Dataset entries
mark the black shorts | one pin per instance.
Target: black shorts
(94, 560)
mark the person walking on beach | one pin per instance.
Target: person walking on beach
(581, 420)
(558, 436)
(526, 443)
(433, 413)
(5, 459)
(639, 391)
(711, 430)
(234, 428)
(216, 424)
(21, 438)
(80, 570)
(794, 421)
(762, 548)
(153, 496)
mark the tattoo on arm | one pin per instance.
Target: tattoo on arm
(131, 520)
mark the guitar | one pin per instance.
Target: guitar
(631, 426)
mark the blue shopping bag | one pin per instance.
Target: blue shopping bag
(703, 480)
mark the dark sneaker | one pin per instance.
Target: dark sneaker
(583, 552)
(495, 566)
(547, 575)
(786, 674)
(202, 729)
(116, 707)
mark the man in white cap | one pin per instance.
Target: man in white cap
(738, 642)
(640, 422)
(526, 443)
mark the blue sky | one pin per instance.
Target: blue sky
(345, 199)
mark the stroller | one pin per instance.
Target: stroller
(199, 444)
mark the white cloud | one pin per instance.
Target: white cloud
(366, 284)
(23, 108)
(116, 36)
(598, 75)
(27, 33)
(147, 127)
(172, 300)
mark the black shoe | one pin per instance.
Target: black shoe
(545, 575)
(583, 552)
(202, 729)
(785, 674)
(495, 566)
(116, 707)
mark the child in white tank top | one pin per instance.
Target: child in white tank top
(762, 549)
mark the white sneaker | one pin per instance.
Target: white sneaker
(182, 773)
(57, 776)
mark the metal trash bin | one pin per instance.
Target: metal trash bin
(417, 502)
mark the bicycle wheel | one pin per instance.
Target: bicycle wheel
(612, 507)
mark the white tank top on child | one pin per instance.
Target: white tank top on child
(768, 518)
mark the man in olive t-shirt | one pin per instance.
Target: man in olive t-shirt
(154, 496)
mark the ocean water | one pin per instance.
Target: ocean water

Your task - Each line must be given again exactly as written above.

Your solution -
mark the black shorts | one pin per instance.
Target: black shorts
(94, 560)
mark the person walking on beach | one pin per instance.
Target: person walking on beach
(581, 420)
(558, 436)
(526, 443)
(433, 413)
(5, 459)
(639, 391)
(711, 430)
(234, 428)
(216, 424)
(21, 438)
(80, 570)
(794, 421)
(762, 548)
(153, 496)
mark the tattoo on arm | one pin per instance.
Target: tattoo on arm
(131, 520)
mark the guitar | one pin per instance.
Target: guitar
(631, 426)
mark the blue shopping bag | one pin per instance.
Target: blue shopping bag
(703, 480)
mark the dark sneaker | one pin per instance.
Target: dark sneaker
(583, 552)
(495, 566)
(547, 575)
(786, 674)
(202, 729)
(116, 707)
mark the man in white cap | one pin per instance.
Target: man in white cap
(738, 642)
(640, 422)
(526, 443)
mark the blue sky | one pin per instance.
Target: blue sky
(345, 199)
mark the stroller | one pin per instance.
Target: stroller
(199, 444)
mark the white cloud | one pin per instance.
Target: white cloud
(366, 284)
(23, 108)
(116, 36)
(598, 75)
(27, 33)
(147, 127)
(172, 300)
mark the black shoe | one pin per instance.
Target: black shoe
(545, 575)
(583, 552)
(202, 729)
(785, 674)
(495, 566)
(116, 707)
mark the child in white tank top | one pin per instance.
Target: child in white tank top
(762, 549)
mark the white sneaker | one pin per instance.
Target: white sneaker
(182, 773)
(57, 776)
mark the metal trash bin | one pin per instance.
Target: metal trash bin
(417, 502)
mark the bicycle wheel | one pin per instance.
Target: bicycle wheel
(612, 507)
mark the white tank top on child | one pin per instance.
Target: white tank top on child
(768, 518)
mark the man in olive t-shirt | one pin per instance.
Target: man in olive t-shirt
(154, 496)
mark the ocean water | one pin per instance.
Target: ocean water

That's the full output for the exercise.